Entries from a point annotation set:
==============================

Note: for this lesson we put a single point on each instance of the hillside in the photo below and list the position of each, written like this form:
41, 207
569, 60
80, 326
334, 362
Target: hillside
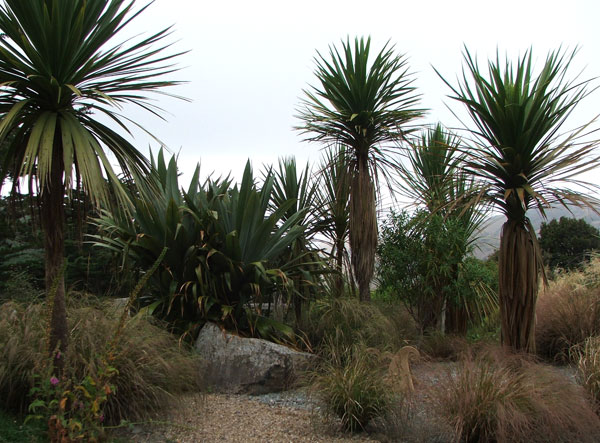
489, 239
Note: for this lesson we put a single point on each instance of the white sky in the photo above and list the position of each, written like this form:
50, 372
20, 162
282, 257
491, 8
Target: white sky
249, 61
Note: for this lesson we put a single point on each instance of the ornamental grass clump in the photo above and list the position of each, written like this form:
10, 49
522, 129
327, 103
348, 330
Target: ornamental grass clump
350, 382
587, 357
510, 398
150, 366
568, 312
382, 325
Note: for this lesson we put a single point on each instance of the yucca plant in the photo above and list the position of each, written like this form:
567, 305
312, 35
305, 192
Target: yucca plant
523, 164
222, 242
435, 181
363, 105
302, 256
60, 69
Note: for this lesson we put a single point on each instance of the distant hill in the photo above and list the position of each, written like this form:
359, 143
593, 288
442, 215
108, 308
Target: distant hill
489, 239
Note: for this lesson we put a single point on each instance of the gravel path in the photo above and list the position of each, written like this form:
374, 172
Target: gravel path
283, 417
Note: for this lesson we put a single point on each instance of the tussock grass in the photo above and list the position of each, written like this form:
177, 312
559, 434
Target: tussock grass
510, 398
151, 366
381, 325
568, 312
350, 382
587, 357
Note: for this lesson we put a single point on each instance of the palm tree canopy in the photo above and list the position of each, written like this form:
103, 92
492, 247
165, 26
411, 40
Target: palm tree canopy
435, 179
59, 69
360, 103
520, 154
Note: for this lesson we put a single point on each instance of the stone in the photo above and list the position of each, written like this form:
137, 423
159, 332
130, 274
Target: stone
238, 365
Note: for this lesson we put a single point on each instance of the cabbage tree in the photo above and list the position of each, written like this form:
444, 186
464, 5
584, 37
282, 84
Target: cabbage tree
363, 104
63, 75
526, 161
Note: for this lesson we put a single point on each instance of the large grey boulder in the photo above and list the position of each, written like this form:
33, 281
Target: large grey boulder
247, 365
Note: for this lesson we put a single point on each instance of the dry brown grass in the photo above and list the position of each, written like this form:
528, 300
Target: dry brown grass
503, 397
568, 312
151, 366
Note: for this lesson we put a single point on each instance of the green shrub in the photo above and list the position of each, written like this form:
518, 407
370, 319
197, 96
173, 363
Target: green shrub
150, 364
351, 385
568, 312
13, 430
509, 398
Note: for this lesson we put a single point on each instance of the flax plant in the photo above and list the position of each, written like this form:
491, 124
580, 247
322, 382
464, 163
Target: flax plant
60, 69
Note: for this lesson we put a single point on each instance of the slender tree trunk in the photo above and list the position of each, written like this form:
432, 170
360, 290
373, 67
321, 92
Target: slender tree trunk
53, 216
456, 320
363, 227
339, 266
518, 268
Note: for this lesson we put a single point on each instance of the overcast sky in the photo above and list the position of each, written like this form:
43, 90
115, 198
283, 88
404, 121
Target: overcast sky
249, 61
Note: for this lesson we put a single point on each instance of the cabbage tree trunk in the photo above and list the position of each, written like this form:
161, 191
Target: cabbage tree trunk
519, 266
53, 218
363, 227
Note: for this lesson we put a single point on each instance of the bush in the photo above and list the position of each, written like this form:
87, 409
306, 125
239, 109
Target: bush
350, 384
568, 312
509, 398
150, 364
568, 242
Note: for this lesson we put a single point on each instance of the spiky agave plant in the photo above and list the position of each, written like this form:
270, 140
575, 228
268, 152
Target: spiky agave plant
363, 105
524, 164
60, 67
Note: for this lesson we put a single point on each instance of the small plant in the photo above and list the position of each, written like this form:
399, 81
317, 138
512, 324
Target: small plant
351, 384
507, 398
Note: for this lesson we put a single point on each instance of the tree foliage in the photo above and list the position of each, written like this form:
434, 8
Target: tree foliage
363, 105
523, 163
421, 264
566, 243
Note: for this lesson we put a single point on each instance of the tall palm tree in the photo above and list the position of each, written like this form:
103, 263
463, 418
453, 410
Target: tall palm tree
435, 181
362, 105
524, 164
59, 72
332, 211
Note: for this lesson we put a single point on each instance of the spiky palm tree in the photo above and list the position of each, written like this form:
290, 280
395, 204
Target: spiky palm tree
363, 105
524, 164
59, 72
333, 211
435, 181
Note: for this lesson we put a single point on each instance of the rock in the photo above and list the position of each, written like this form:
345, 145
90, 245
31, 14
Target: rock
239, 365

==============================

== Challenge ==
Turn all of the lines above into a numbered list, skipping blank lines and leaving the pictures out.

== Solution to this problem ==
1. Note: for this lesson we put a single point on each instance of the hillside in the photo below and list the position of each, written like this form:
2. 41, 207
3. 569, 60
4. 80, 326
5. 334, 362
6. Target: hillside
7. 489, 239
8. Note: for this lesson we put a single point on each instance of the white sky in the photo above and list the position of each, written like this form:
9. 50, 372
10. 20, 162
11. 282, 257
12. 491, 8
13. Target: white sky
14. 249, 61
15. Note: for this lesson we put a single point on each instance of the ornamental grass clump in the photo above and list the position of each, written like this form:
16. 10, 49
17. 522, 129
18. 327, 103
19. 348, 330
20. Target: ornamental grass clump
21. 350, 382
22. 587, 357
23. 510, 398
24. 150, 366
25. 568, 312
26. 382, 325
27. Note: for this lesson we put a single point on each instance of the yucca plant in the photo above and list the position of each, written like this form:
28. 567, 305
29. 312, 35
30. 305, 192
31. Target: yucca plant
32. 523, 164
33. 222, 242
34. 435, 181
35. 363, 105
36. 302, 256
37. 60, 69
38. Note: for this lesson we put a single point on each instance of the distant hill in the photo above and list the position of each, written like this form:
39. 359, 143
40. 593, 288
41. 442, 215
42. 108, 308
43. Target: distant hill
44. 489, 239
45. Note: for this lesson we put a single point on each instance of the gravel path in the photo above and list the position of each, written like this form:
46. 374, 172
47. Target: gravel path
48. 283, 417
49. Note: for this lesson we put a single point on each instance of the tussock grass in the photo above and list the position of each, written like this form:
50. 177, 312
51. 559, 434
52. Target: tussock grass
53. 510, 398
54. 151, 366
55. 381, 325
56. 568, 312
57. 350, 382
58. 587, 357
59. Note: for this lesson we put a single point on each instance of the palm tree canopy in the photo above and list the position of each, written like this form:
60. 103, 92
61. 492, 247
62. 165, 26
63. 411, 40
64. Target: palm tree canopy
65. 435, 179
66. 59, 69
67. 360, 103
68. 520, 154
69. Note: for this lesson we put a single point on each instance of the stone in the photo above and list the position of each, written like this form:
70. 137, 423
71. 159, 332
72. 130, 274
73. Target: stone
74. 238, 365
75. Note: for this lesson we put a single point on each instance of the cabbage tree in the photo above and list the position of each, written like this form:
76. 444, 186
77. 464, 5
78. 584, 37
79. 282, 84
80. Target: cabbage tree
81. 363, 104
82. 63, 75
83. 526, 161
84. Note: for this lesson we put a single point on each instance of the large grey boulder in the photo above and list the position of each, written like this form:
85. 33, 281
86. Target: large grey boulder
87. 247, 365
88. Note: for this lesson we put a single point on each instance of the dry brown grass in the photo above and list the position of each, written like this form:
89. 528, 300
90. Target: dry brown grass
91. 503, 397
92. 568, 312
93. 151, 366
94. Note: for this lesson we put a single point on each instance of the green shrub in the photo above and list the position of each, written like this form:
95. 518, 407
96. 370, 319
97. 197, 96
98. 173, 363
99. Target: green shrub
100. 150, 364
101. 351, 385
102. 568, 312
103. 13, 430
104. 509, 398
105. Note: for this lesson we put a single point on each instance of the flax plant in the photo above and list the position of each, written like this form:
106. 491, 124
107. 580, 247
108. 322, 382
109. 464, 163
110. Target: flax plant
111. 60, 69
112. Note: for this lesson we put a single point on each instance of the slender tree trunk in the photo above and list the position of each, written like this form:
113. 432, 170
114. 360, 290
115. 373, 67
116. 321, 92
117. Target: slender tree trunk
118. 53, 216
119. 456, 320
120. 363, 227
121. 339, 266
122. 518, 268
123. Note: for this lesson we put a single point on each instance of the overcast sky in the photo above and list the position of each, written like this form:
124. 43, 90
125. 115, 198
126. 283, 88
127. 404, 121
128. Target: overcast sky
129. 249, 61
130. Note: for this lesson we put a single point on each instance of the cabbage tree trunk in the photo above and list the position of each, written like this form:
131. 161, 191
132. Target: cabbage tree trunk
133. 519, 266
134. 53, 218
135. 363, 227
136. Note: for this lesson we put a single point on each instance of the bush in the photo above and list the position of each, written like this form:
137. 87, 409
138. 306, 125
139. 239, 109
140. Target: bush
141. 350, 384
142. 568, 312
143. 509, 398
144. 150, 364
145. 568, 242
146. Note: for this lesson we put a single point on each instance of the spiky agave plant in the photo above and list the position of each, written like this form:
147. 270, 140
148. 575, 228
149. 268, 152
150. Target: spiky agave plant
151. 363, 105
152. 524, 164
153. 60, 67
154. Note: for this lesson we put a single point on each instance of the small plant in the photo above and list the position of each, written like this form:
155. 399, 81
156. 317, 138
157. 512, 324
158. Target: small plant
159. 351, 384
160. 507, 398
161. Note: for this lesson we put a single point on each instance of the tree foliage in the photo above and list the position of each, written like this form:
162. 434, 8
163. Target: tree foliage
164. 363, 105
165. 523, 163
166. 421, 264
167. 566, 243
168. Note: for this lesson we put a single point on each instance of the tall palm tree in the photo above and list the position of each, written like this form:
169. 103, 263
170. 463, 418
171. 453, 410
172. Target: tall palm tree
173. 435, 181
174. 362, 105
175. 524, 164
176. 59, 72
177. 332, 211
178. Note: for this lesson we put a single point on each instance of the spiky palm tree in the photo above and list the position of each, written like this form:
179. 290, 280
180. 395, 204
181. Target: spiky palm tree
182. 363, 105
183. 524, 164
184. 59, 72
185. 333, 211
186. 435, 181
187. Note: for this lesson we put a single point on each instance of the rock in the photo above and list the position of each, written like this form:
188. 345, 145
189. 90, 245
190. 31, 14
191. Target: rock
192. 239, 365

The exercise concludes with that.